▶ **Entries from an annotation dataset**
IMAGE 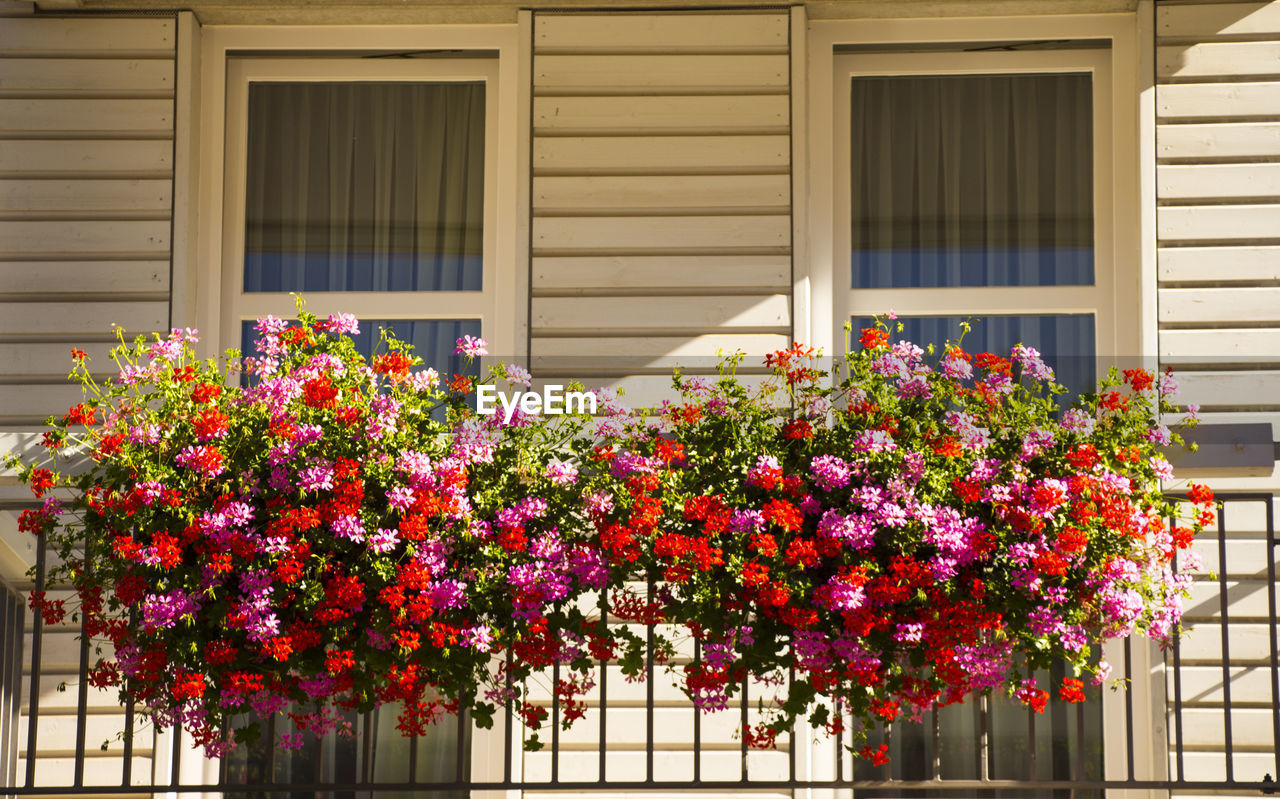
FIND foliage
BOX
[13,310,1212,759]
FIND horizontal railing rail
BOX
[0,493,1280,799]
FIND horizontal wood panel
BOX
[1169,752,1276,783]
[1160,327,1280,366]
[534,13,788,52]
[529,216,791,252]
[534,136,791,172]
[1178,370,1280,410]
[0,219,169,259]
[1156,246,1280,280]
[1160,288,1280,327]
[1156,204,1280,241]
[534,174,791,211]
[1156,82,1280,119]
[1156,3,1280,37]
[18,711,135,752]
[1181,708,1275,752]
[0,58,173,96]
[534,55,791,92]
[1169,666,1271,704]
[1156,42,1280,78]
[0,300,169,338]
[19,676,120,711]
[1156,163,1280,198]
[531,295,790,330]
[0,140,173,177]
[1156,122,1280,159]
[534,95,791,133]
[0,342,116,379]
[1188,532,1267,580]
[532,333,790,358]
[0,17,175,58]
[517,373,765,408]
[18,758,155,799]
[0,179,173,215]
[0,99,173,134]
[1183,576,1280,624]
[0,383,93,425]
[532,255,791,289]
[1179,621,1271,663]
[0,260,169,297]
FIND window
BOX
[219,58,512,363]
[801,17,1160,796]
[835,47,1115,389]
[836,43,1112,795]
[195,42,527,795]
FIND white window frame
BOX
[220,58,508,353]
[833,49,1121,355]
[174,20,532,799]
[794,12,1169,799]
[183,21,530,359]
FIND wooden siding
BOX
[530,12,791,405]
[1156,1,1280,430]
[1156,1,1280,781]
[0,17,175,795]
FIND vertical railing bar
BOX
[169,720,182,785]
[832,702,845,784]
[0,583,13,785]
[1071,691,1085,799]
[502,647,516,785]
[312,717,325,799]
[0,583,12,785]
[455,700,471,782]
[552,659,559,785]
[595,589,606,782]
[978,694,991,782]
[19,535,46,787]
[1216,502,1235,782]
[1266,497,1280,780]
[694,640,703,785]
[264,713,279,785]
[787,666,800,782]
[929,703,942,780]
[120,694,135,787]
[644,580,654,782]
[741,675,751,782]
[408,717,419,785]
[1027,672,1039,780]
[72,538,93,787]
[1124,638,1136,782]
[360,711,374,785]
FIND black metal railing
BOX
[0,493,1280,799]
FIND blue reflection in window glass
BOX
[241,319,480,379]
[851,314,1097,396]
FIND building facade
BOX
[0,0,1280,796]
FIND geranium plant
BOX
[581,321,1212,762]
[7,310,1212,761]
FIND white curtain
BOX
[850,73,1093,288]
[244,82,485,292]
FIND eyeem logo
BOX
[476,384,595,421]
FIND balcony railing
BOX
[0,493,1280,799]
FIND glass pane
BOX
[244,82,485,292]
[241,319,480,376]
[851,314,1097,394]
[850,74,1093,288]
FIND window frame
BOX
[794,9,1169,799]
[220,58,506,352]
[186,22,530,359]
[179,20,532,796]
[833,49,1121,345]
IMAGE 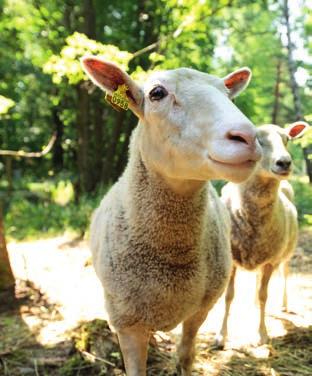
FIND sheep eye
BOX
[149,86,168,102]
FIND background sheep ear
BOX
[223,67,251,98]
[81,56,144,117]
[285,121,310,139]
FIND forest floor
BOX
[0,228,312,376]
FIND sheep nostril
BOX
[227,131,255,145]
[276,159,291,170]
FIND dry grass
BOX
[0,230,312,376]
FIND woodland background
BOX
[0,0,312,376]
[0,0,312,244]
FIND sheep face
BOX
[82,57,261,182]
[141,68,260,182]
[257,122,309,180]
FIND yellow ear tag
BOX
[105,84,129,111]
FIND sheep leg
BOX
[259,264,273,345]
[216,266,236,349]
[117,326,150,376]
[282,261,289,312]
[178,307,209,376]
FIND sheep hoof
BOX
[212,334,225,350]
[259,333,269,346]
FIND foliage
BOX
[5,181,105,240]
[0,0,312,237]
[43,32,132,85]
[291,178,312,225]
[0,95,14,115]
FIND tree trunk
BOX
[4,156,13,195]
[272,58,282,124]
[77,84,90,193]
[283,0,312,183]
[0,208,15,296]
[52,108,64,171]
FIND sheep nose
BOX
[275,157,291,170]
[227,130,256,147]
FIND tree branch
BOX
[0,133,56,158]
[132,0,234,59]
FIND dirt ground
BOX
[0,229,312,376]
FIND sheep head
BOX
[257,121,309,180]
[82,56,261,182]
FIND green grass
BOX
[5,182,105,240]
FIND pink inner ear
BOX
[84,59,125,91]
[288,124,305,137]
[224,71,249,89]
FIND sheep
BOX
[216,122,308,348]
[82,56,261,376]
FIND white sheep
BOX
[82,57,261,376]
[217,122,308,347]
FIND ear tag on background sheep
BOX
[105,84,129,111]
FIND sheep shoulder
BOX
[90,135,231,330]
[222,183,298,270]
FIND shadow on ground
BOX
[0,282,312,376]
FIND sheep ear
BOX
[285,121,310,139]
[223,67,251,98]
[81,56,144,117]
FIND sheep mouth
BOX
[209,156,257,168]
[271,169,291,176]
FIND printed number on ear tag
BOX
[105,84,129,111]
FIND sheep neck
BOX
[127,134,208,265]
[240,175,279,223]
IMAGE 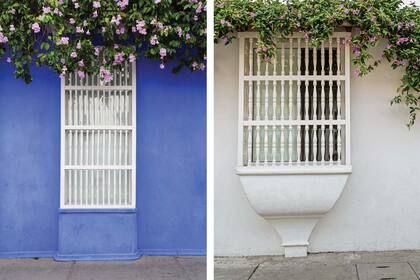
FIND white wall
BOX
[215,38,420,255]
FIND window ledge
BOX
[236,165,352,175]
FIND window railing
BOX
[238,32,350,171]
[61,64,136,208]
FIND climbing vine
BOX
[215,0,420,127]
[0,0,206,83]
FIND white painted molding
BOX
[240,173,349,257]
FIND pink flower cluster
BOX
[191,61,206,71]
[116,0,128,10]
[397,37,410,46]
[57,37,69,45]
[176,26,182,38]
[111,15,122,25]
[159,48,166,59]
[99,66,113,82]
[150,35,159,46]
[112,52,125,65]
[32,22,41,33]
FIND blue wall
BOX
[0,60,206,257]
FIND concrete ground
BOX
[0,257,206,280]
[214,251,420,280]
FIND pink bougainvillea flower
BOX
[112,52,124,65]
[117,0,128,10]
[60,65,67,78]
[397,37,410,45]
[394,59,406,65]
[115,26,125,35]
[159,48,166,59]
[191,61,198,70]
[111,15,122,25]
[176,26,182,38]
[135,20,147,35]
[77,70,86,79]
[57,37,69,45]
[99,66,113,82]
[195,2,203,14]
[150,35,159,46]
[42,6,51,14]
[32,22,41,33]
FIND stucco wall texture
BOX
[0,59,206,258]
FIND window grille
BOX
[238,32,350,170]
[61,63,136,208]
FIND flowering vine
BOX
[0,0,206,83]
[215,0,420,127]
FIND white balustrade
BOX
[61,63,135,208]
[238,32,350,167]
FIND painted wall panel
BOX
[57,211,138,259]
[137,60,206,254]
[0,64,60,256]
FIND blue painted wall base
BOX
[0,59,206,260]
[54,210,138,260]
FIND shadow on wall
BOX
[137,59,206,255]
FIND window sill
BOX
[236,165,352,175]
[59,208,137,214]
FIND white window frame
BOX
[236,32,351,175]
[60,63,137,209]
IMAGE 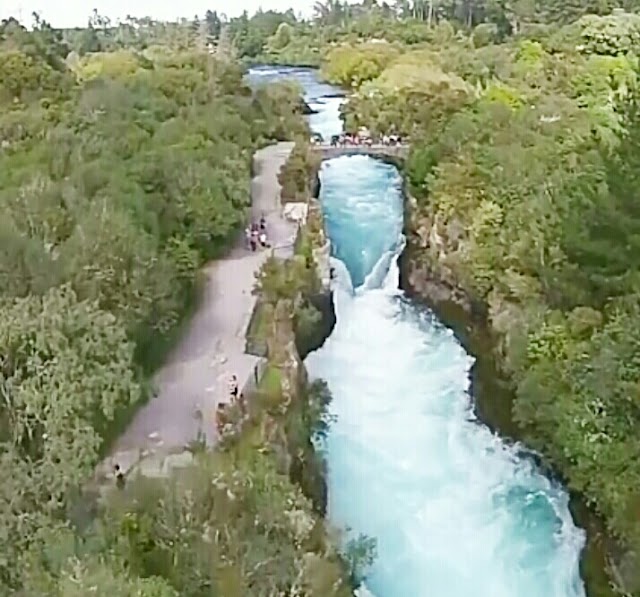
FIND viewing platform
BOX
[311,143,409,160]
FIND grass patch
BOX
[245,300,271,357]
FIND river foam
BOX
[306,156,585,597]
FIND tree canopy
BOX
[323,5,640,592]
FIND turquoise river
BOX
[250,68,585,597]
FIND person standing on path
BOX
[229,375,238,403]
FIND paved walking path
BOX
[102,142,296,473]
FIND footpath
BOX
[97,142,297,479]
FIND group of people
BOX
[245,216,271,251]
[331,133,402,147]
[216,375,247,434]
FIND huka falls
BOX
[250,67,585,597]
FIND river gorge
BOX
[250,68,585,597]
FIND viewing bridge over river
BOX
[311,143,409,160]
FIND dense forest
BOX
[0,15,362,597]
[0,0,640,597]
[294,3,640,590]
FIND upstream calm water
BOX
[248,70,585,597]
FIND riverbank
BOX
[399,199,619,597]
[105,142,297,472]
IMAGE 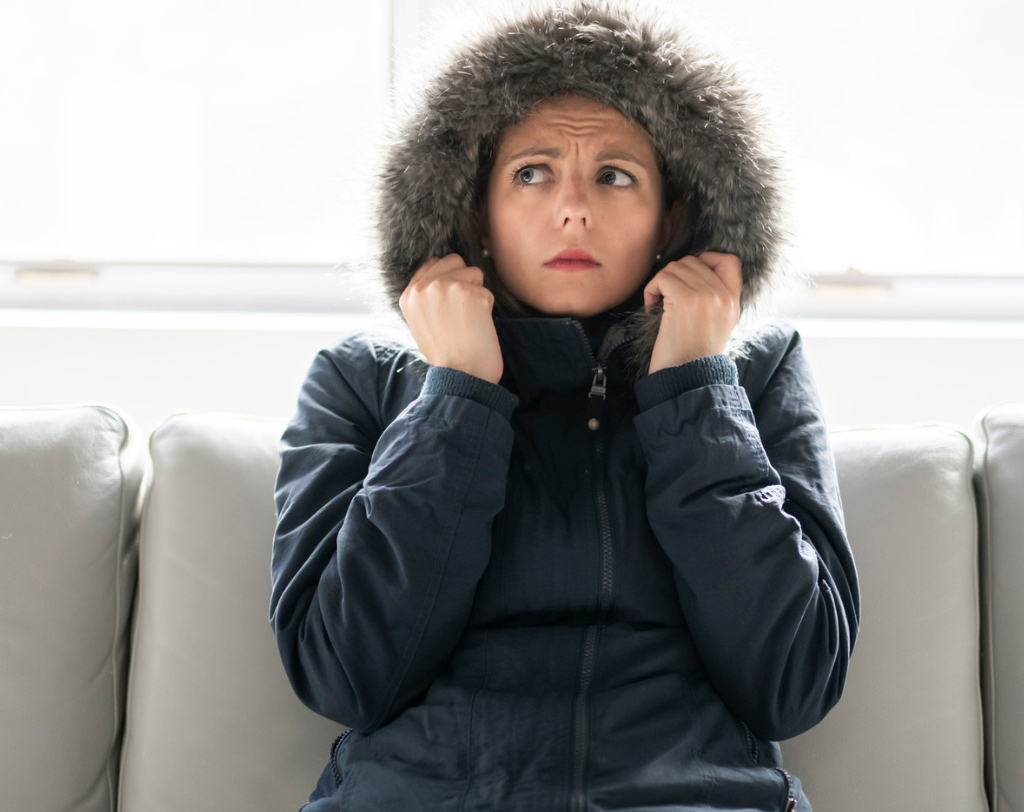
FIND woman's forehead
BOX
[498,96,656,163]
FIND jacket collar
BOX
[495,318,630,395]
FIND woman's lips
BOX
[544,248,601,270]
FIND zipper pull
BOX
[587,364,608,431]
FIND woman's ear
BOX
[476,211,490,253]
[657,200,686,253]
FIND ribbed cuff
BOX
[423,367,519,420]
[636,355,739,411]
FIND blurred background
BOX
[0,0,1024,430]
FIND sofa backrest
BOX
[120,415,339,812]
[0,407,145,812]
[782,426,988,812]
[978,403,1024,812]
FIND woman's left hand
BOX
[643,251,743,373]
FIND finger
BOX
[644,256,721,307]
[409,254,466,285]
[697,251,743,298]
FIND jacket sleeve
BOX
[635,330,859,739]
[270,340,515,731]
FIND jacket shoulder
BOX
[293,333,427,444]
[733,320,815,408]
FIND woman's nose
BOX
[558,176,593,227]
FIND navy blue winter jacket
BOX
[271,318,858,812]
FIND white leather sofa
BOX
[0,404,1024,812]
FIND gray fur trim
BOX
[378,2,782,372]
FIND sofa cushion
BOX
[977,403,1024,812]
[0,407,145,812]
[782,426,987,812]
[121,416,339,812]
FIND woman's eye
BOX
[598,168,636,186]
[515,166,544,186]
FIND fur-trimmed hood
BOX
[378,2,781,360]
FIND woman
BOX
[271,5,858,812]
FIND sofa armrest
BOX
[0,405,145,812]
[782,426,988,812]
[120,415,339,812]
[976,403,1024,812]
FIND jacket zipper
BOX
[776,767,797,812]
[331,728,352,786]
[569,323,624,812]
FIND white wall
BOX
[0,310,1024,432]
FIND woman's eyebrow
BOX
[595,149,649,166]
[504,146,562,164]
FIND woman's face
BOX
[481,96,670,317]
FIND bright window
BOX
[0,0,390,264]
[0,0,1024,312]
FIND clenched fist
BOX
[643,251,743,373]
[398,254,504,383]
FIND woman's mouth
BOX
[544,248,601,270]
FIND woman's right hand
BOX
[398,254,504,383]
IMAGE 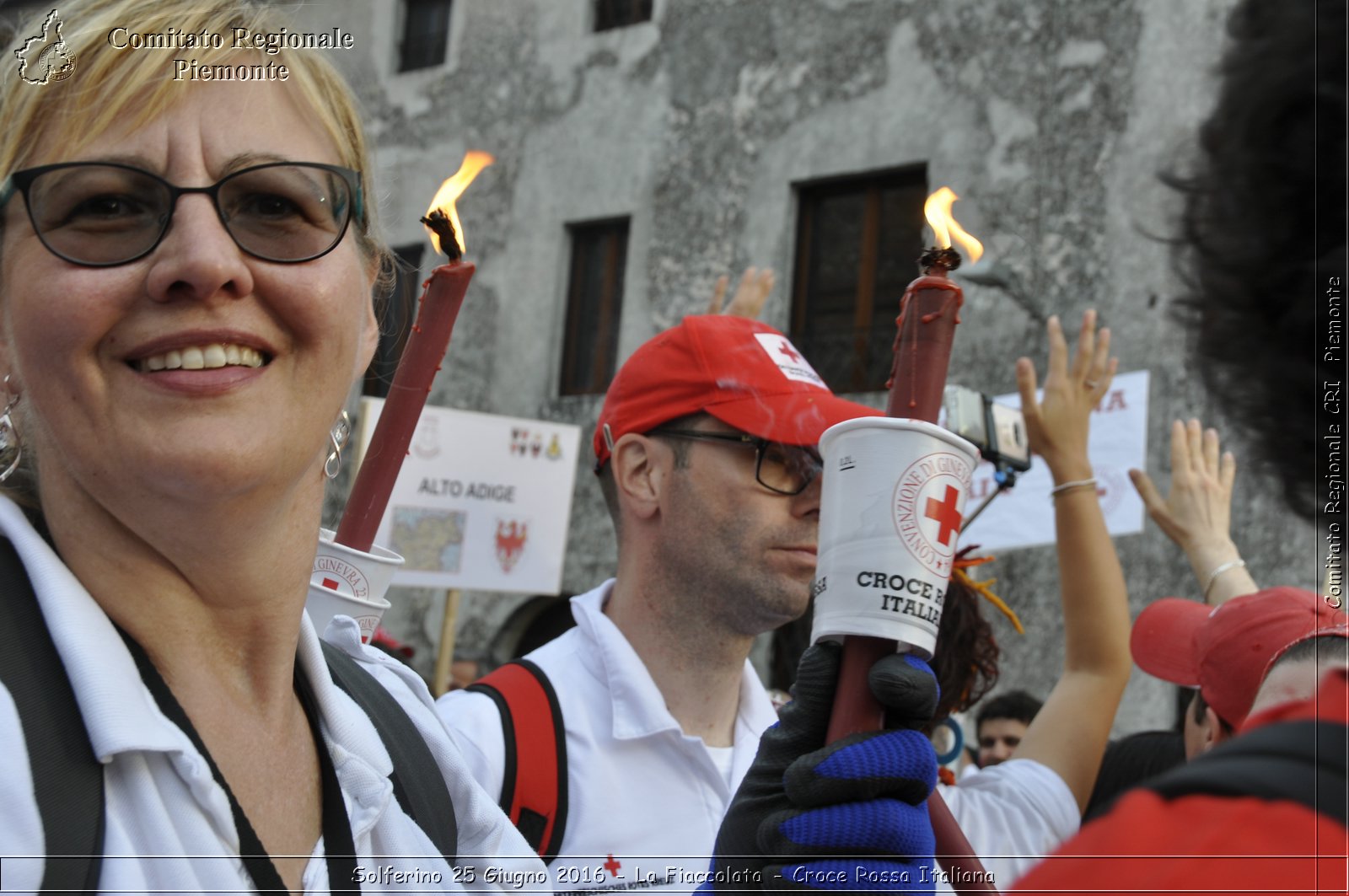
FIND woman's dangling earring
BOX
[0,373,23,482]
[324,410,351,479]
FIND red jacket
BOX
[1013,669,1349,896]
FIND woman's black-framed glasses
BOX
[0,162,362,267]
[649,429,825,496]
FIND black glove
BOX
[700,644,938,892]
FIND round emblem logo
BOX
[890,451,974,579]
[313,555,369,599]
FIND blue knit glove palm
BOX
[710,644,938,892]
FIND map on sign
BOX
[360,398,582,593]
[389,507,464,572]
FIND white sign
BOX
[360,398,582,593]
[960,370,1148,553]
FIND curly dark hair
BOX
[931,577,998,722]
[1163,0,1345,517]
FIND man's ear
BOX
[610,433,673,519]
[1203,706,1232,753]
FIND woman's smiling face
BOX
[0,83,378,516]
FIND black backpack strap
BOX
[468,660,567,864]
[0,537,104,893]
[320,641,459,865]
[1147,719,1349,824]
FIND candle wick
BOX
[919,245,962,276]
[421,208,463,262]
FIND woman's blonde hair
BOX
[0,0,391,276]
[0,0,394,506]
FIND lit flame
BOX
[922,186,983,265]
[427,150,497,254]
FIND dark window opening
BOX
[595,0,652,31]
[558,217,627,395]
[791,164,927,391]
[398,0,450,72]
[360,243,427,398]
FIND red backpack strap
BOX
[468,660,567,862]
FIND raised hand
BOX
[1016,310,1118,485]
[1129,418,1259,604]
[707,267,776,319]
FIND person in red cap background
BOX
[437,314,879,891]
[1129,587,1344,759]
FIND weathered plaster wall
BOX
[301,0,1315,730]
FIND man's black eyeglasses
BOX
[648,429,825,496]
[0,162,362,267]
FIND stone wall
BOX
[301,0,1315,732]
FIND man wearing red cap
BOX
[437,314,879,892]
[1016,588,1349,893]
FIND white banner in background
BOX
[960,370,1148,553]
[360,398,582,593]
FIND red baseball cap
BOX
[1129,587,1344,727]
[595,314,881,469]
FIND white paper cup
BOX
[811,417,980,657]
[305,529,403,642]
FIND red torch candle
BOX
[828,186,996,892]
[335,151,492,552]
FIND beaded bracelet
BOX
[1050,476,1095,498]
[1203,559,1246,600]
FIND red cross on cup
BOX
[922,486,960,546]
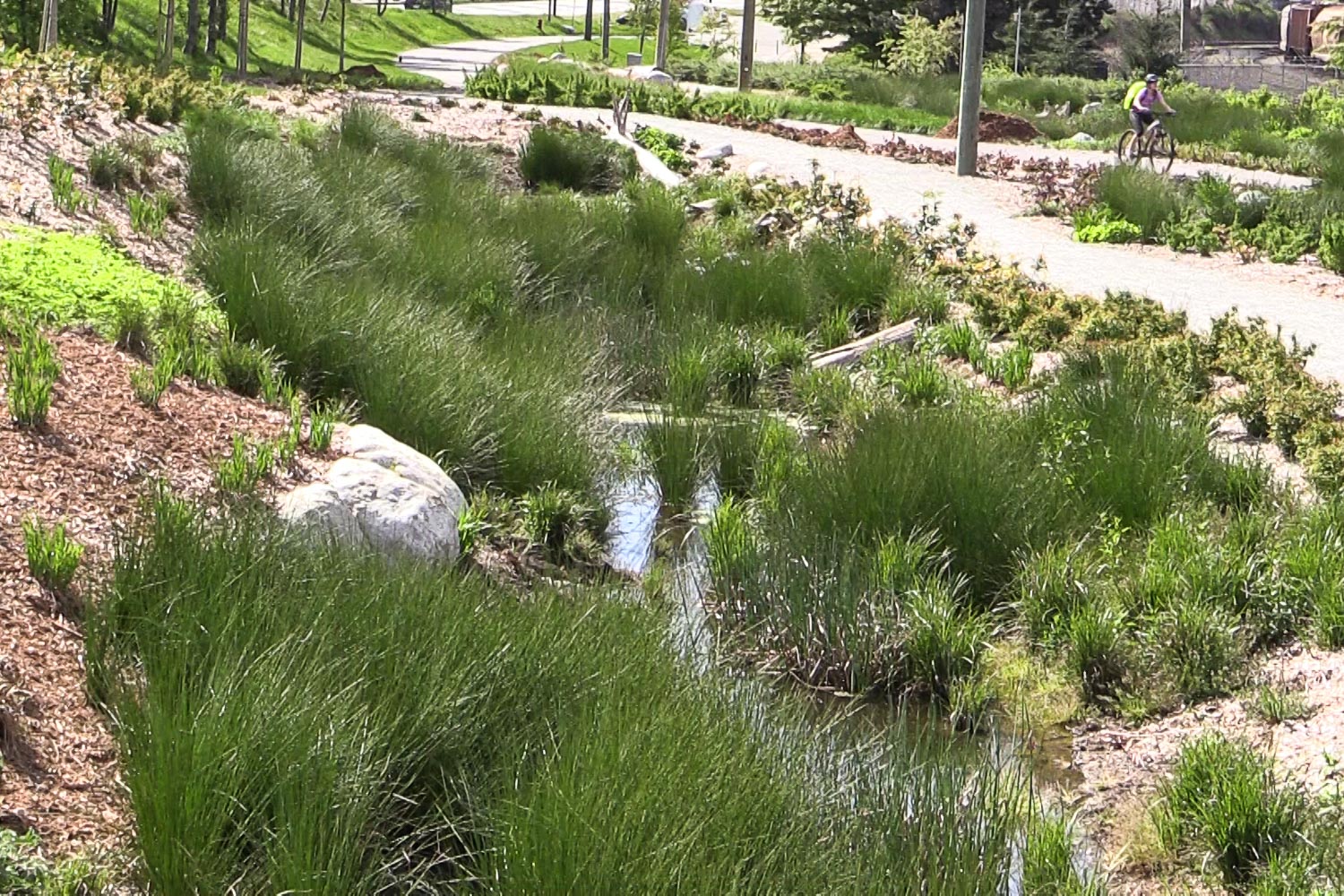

▶ **Requirements**
Starting with the line that contains "FIND forest floor" and going on through the line that contains "[227,130,256,147]", arrange those entries as a Markdown table with a Row column holding the row number and a Line column holding the line, skipping any blank lines.

▶ **Output of the exercise**
| Row | Line |
|---|---|
| 1 | FIND forest floor |
| 2 | BOX |
| 3 | [0,228,312,376] |
| 4 | FIND sheep nostril |
| 5 | BOX |
| 6 | [227,131,255,145] |
| 7 | [276,159,291,170] |
| 8 | FIND dry grass |
| 9 | BOX |
| 10 | [0,230,312,376] |
| 11 | FIND woodland background |
| 12 | BOX |
| 13 | [0,0,312,376] |
| 14 | [0,0,312,244] |
| 15 | FIND sheep face |
| 16 | BOX |
| 17 | [82,57,261,182] |
| 18 | [141,68,260,182] |
| 19 | [257,122,309,180] |
| 20 | FIND yellow ear tag |
| 21 | BOX |
| 22 | [105,84,129,111] |
| 23 | FIND sheep leg |
| 24 | BOX |
| 25 | [259,264,273,345] |
| 26 | [216,266,236,349] |
| 27 | [117,326,150,376] |
| 28 | [282,261,289,312] |
| 29 | [178,307,209,376] |
| 30 | FIND sheep hoof |
| 31 | BOX |
| 32 | [212,334,225,350] |
| 33 | [259,333,269,346] |
| 34 | FIND foliage |
| 35 | BOX |
| 36 | [5,181,105,240] |
| 37 | [0,0,312,237] |
| 38 | [43,32,132,85] |
| 39 | [291,178,312,225] |
| 40 | [0,95,14,115] |
| 41 | FIND tree trunk |
| 42 | BOX |
| 43 | [4,156,13,195] |
| 44 | [272,58,282,124] |
| 45 | [77,84,90,193] |
| 46 | [283,0,312,183] |
| 47 | [0,208,15,296] |
| 48 | [52,108,64,171] |
| 49 | FIND sheep nose |
| 50 | BOX |
| 51 | [275,157,291,170] |
| 52 | [227,130,256,147] |